DO THIS:
Convert every line of the items below into a numbered list, skipping any blank lines.

(Items listed in a dataset)

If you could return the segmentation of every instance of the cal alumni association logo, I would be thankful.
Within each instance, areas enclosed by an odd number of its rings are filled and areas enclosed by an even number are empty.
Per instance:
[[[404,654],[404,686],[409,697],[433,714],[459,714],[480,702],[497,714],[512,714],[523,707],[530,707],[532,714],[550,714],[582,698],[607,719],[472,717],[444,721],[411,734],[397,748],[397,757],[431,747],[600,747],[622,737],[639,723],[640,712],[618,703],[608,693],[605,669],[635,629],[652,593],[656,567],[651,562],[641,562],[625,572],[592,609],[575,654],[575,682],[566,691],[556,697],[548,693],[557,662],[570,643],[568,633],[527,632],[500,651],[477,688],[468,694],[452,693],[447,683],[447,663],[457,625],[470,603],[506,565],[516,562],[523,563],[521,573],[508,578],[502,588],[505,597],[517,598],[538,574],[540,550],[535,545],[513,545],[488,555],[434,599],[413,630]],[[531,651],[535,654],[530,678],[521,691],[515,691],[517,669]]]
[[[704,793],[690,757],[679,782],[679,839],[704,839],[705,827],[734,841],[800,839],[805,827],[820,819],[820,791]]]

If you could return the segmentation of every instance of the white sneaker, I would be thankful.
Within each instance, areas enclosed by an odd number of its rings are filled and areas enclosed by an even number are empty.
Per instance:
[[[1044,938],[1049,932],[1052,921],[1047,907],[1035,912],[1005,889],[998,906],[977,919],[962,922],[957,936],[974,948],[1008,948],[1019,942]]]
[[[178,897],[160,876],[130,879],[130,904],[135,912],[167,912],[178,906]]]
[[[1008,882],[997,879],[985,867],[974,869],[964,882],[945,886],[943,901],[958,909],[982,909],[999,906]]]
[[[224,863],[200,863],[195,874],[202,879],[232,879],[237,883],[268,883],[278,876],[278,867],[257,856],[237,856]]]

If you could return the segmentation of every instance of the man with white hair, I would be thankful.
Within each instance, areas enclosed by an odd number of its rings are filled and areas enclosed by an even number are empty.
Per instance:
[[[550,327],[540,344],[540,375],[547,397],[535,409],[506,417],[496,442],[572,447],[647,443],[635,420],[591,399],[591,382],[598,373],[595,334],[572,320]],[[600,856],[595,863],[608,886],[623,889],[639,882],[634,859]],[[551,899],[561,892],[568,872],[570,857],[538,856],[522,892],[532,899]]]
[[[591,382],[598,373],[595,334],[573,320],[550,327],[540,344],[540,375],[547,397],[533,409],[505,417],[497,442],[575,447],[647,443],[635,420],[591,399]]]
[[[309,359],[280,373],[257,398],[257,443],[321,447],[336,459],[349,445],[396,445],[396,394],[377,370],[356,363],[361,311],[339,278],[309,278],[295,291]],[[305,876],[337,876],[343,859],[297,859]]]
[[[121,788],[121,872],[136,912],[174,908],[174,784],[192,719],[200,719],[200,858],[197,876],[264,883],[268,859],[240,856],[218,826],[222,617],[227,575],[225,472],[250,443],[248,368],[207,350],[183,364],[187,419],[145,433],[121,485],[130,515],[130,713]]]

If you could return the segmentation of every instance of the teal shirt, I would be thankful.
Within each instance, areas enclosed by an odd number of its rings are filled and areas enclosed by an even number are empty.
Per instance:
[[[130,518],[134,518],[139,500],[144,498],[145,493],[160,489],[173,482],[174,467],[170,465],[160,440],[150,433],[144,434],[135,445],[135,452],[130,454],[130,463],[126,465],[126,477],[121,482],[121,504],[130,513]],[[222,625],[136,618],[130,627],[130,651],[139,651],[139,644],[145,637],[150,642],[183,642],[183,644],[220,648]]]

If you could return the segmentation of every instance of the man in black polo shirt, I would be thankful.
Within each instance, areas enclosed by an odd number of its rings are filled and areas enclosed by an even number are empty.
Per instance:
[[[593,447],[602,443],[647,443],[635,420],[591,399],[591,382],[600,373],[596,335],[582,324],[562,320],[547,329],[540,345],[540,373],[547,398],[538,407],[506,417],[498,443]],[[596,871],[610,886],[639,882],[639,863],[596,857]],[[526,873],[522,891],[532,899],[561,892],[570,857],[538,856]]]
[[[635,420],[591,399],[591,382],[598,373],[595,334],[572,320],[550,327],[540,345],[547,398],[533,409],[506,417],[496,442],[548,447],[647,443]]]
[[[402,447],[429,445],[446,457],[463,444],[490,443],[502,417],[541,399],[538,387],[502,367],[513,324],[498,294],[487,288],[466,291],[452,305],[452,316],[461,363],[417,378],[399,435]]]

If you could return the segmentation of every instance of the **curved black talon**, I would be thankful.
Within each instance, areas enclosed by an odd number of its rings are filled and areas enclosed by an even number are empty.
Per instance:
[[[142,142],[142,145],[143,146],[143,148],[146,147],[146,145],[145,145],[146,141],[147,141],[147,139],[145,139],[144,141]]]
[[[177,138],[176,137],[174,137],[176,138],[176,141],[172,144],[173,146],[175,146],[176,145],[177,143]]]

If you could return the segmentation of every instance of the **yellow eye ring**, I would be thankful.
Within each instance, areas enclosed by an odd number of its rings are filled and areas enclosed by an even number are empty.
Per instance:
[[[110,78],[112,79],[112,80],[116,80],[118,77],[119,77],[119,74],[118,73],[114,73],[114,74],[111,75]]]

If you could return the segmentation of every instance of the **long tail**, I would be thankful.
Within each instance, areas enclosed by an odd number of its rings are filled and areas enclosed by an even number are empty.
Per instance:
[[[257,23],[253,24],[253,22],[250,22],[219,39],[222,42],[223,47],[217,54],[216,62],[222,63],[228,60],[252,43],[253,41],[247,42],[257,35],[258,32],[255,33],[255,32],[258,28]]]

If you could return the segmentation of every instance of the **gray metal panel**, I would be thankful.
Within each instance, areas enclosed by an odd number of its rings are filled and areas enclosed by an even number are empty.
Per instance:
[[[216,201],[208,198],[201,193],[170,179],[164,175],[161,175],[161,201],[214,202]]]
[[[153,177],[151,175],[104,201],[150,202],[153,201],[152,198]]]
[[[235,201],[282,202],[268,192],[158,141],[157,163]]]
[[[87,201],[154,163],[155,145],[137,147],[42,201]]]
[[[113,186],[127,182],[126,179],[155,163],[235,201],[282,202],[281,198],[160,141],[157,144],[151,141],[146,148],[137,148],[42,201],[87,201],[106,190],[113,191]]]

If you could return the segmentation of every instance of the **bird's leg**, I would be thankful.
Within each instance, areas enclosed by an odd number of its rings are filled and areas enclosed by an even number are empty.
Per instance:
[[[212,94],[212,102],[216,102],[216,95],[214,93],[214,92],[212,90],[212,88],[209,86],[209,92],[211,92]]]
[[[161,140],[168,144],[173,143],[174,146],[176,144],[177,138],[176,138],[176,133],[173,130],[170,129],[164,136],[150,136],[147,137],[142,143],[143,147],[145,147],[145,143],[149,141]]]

THE ANSWER:
1. If you could return the segmentation of every instance of the cal alumni association logo, I would be thankful.
2. Within each instance, areas enclosed by an odd number of its rings are filled and areas enclosed by an even number are empty.
3. Per instance:
4. [[[404,654],[404,686],[409,697],[433,714],[459,714],[480,702],[497,714],[512,714],[523,707],[530,707],[532,714],[550,714],[582,698],[607,719],[472,717],[444,721],[411,734],[397,748],[397,757],[431,747],[600,747],[622,737],[639,723],[640,712],[618,703],[608,693],[605,669],[635,629],[652,593],[656,567],[651,562],[641,562],[625,572],[592,609],[575,654],[575,682],[566,691],[556,697],[548,693],[557,662],[570,643],[568,633],[527,632],[500,651],[477,688],[468,694],[452,693],[447,683],[447,663],[457,625],[470,603],[506,565],[516,562],[523,563],[521,573],[508,578],[502,588],[505,597],[517,598],[538,574],[540,550],[535,545],[513,545],[488,555],[434,599],[413,630]],[[531,651],[535,654],[530,678],[521,691],[515,691],[517,669]]]
5. [[[704,793],[690,757],[679,782],[679,839],[704,839],[705,827],[734,841],[800,839],[805,827],[820,819],[820,791]]]
6. If you could return the segmentation of every instance of the white sneaker, I would be thankful.
7. Within each instance, areas enclosed by an odd number of its rings are filled and areas enclosed by an even number are empty.
8. Per instance:
9. [[[1044,938],[1049,932],[1052,921],[1047,907],[1035,912],[1005,889],[998,906],[977,919],[962,922],[957,936],[974,948],[1008,948],[1019,942]]]
10. [[[178,897],[160,876],[130,879],[130,904],[135,912],[167,912],[178,906]]]
11. [[[1008,882],[997,879],[985,867],[974,869],[964,882],[945,886],[943,901],[958,909],[982,909],[999,906]]]
12. [[[224,863],[200,863],[195,874],[202,879],[232,879],[237,883],[268,883],[278,876],[278,867],[257,856],[237,856]]]
13. If you could return the segmentation of every instance of the man with white hair, I would be thankful.
14. Within each instance, areas enclosed by an odd number of its rings are filled and areas enclosed by an even number are empty.
15. Per instance:
16. [[[550,327],[540,344],[540,375],[547,397],[535,409],[506,417],[496,442],[572,447],[647,443],[635,420],[591,399],[591,382],[598,373],[595,334],[572,320]],[[600,856],[595,863],[608,886],[623,889],[639,882],[634,859]],[[551,899],[561,892],[568,872],[570,857],[538,856],[522,892],[532,899]]]
17. [[[591,382],[598,373],[595,334],[573,320],[550,327],[540,344],[540,375],[547,397],[533,409],[505,417],[497,442],[575,447],[647,443],[635,420],[591,399]]]
18. [[[309,359],[280,373],[257,398],[257,443],[321,447],[336,459],[349,445],[396,445],[396,394],[377,370],[356,363],[361,311],[339,278],[309,278],[295,291]],[[305,876],[337,876],[343,859],[297,859]]]
19. [[[121,788],[121,872],[136,912],[174,908],[174,784],[192,719],[200,719],[200,858],[197,876],[264,883],[268,859],[240,856],[218,826],[222,617],[227,575],[225,472],[250,443],[248,368],[207,350],[183,364],[187,419],[145,433],[121,485],[130,515],[130,713]]]
20. If you could return the segmentation of every instance of the teal shirt, I would be thankful.
21. Within each instance, areas enclosed by an odd number of its rings are filled and areas enclosed by an even number are empty.
22. Per instance:
23. [[[130,518],[134,518],[139,500],[144,498],[145,493],[160,489],[173,482],[174,467],[170,465],[160,440],[150,433],[144,434],[135,445],[135,452],[130,454],[130,463],[126,465],[126,477],[121,482],[121,504],[130,513]],[[222,625],[136,618],[130,627],[130,651],[139,651],[139,644],[145,637],[150,642],[183,642],[183,644],[220,648]]]
24. If you could return the segmentation of every instance of the man in black polo shirt, I would be thankful.
25. Within each instance, areas enclosed by an odd number of its rings are filled and areas enclosed by an even number are empty.
26. Per instance:
27. [[[593,447],[602,443],[647,443],[635,420],[591,399],[591,382],[600,373],[596,335],[582,324],[562,320],[547,329],[540,345],[540,373],[547,398],[538,407],[506,417],[498,443]],[[596,871],[610,886],[639,882],[639,863],[596,857]],[[526,873],[522,891],[532,899],[561,892],[570,857],[538,856]]]
28. [[[635,420],[591,399],[591,382],[598,373],[595,334],[572,320],[550,327],[540,345],[547,398],[533,409],[506,417],[496,442],[548,447],[647,443]]]
29. [[[402,447],[429,445],[446,457],[463,444],[490,443],[502,417],[541,399],[538,387],[502,367],[513,324],[498,294],[487,288],[466,291],[452,305],[452,316],[461,363],[417,378],[399,435]]]
30. If you could return the segmentation of every instance of the **curved black talon**, I would be thankful.
31. Within each instance, areas enclosed by an odd number of its rings are filled and areas enclosed by an even number are empty.
32. Per instance:
33. [[[142,142],[142,145],[143,146],[143,148],[146,147],[146,145],[145,145],[146,141],[147,141],[147,139],[145,139],[144,141]]]
34. [[[177,138],[176,137],[174,137],[176,138],[176,141],[172,144],[173,146],[175,146],[176,145],[177,143]]]
35. If you could return the segmentation of every instance of the **yellow eye ring**, I would be thankful.
36. Within each instance, areas enclosed by an odd number of its rings are filled and areas enclosed by an even number are empty.
37. Per instance:
38. [[[110,78],[112,79],[112,80],[116,80],[118,77],[119,77],[119,74],[118,73],[114,73],[114,74],[111,75]]]
39. If you could return the segmentation of every instance of the **long tail**, I would be thankful.
40. Within each instance, areas enclosed by an odd number of its rings are filled and areas enclosed by an even number are empty.
41. Per instance:
42. [[[257,23],[253,24],[253,22],[250,22],[219,39],[222,42],[223,47],[217,54],[216,62],[222,63],[228,60],[252,43],[253,41],[247,42],[257,35],[258,32],[255,33],[255,32],[258,28]]]
43. If you could return the segmentation of every instance of the **gray metal panel**, I would be thankful.
44. Within each instance, areas enclosed by an odd number of its rings are filled and areas enclosed by an even number are empty.
45. Per instance:
46. [[[216,201],[208,198],[201,193],[170,179],[164,175],[161,175],[161,201],[214,202]]]
47. [[[153,177],[151,175],[104,201],[150,202],[153,201],[152,198]]]
48. [[[235,201],[282,202],[268,192],[158,141],[157,163]]]
49. [[[87,201],[154,163],[155,145],[137,147],[42,201]]]
50. [[[113,186],[127,182],[126,179],[155,163],[235,201],[282,202],[281,198],[160,141],[157,144],[151,141],[146,148],[137,148],[42,201],[87,201],[106,190],[113,191]]]
51. If you could return the segmentation of every instance of the **bird's leg**, I would be thankful.
52. Within each instance, areas enclosed by an odd number of its rings are filled and areas enclosed by an even number are empty.
53. Per instance:
54. [[[212,94],[212,102],[216,102],[216,95],[214,93],[214,92],[212,90],[212,88],[209,86],[209,92],[211,92]]]
55. [[[161,140],[168,144],[173,143],[174,146],[176,144],[177,138],[176,138],[176,133],[173,130],[170,129],[164,136],[150,136],[147,137],[142,143],[143,147],[145,147],[145,143],[149,141]]]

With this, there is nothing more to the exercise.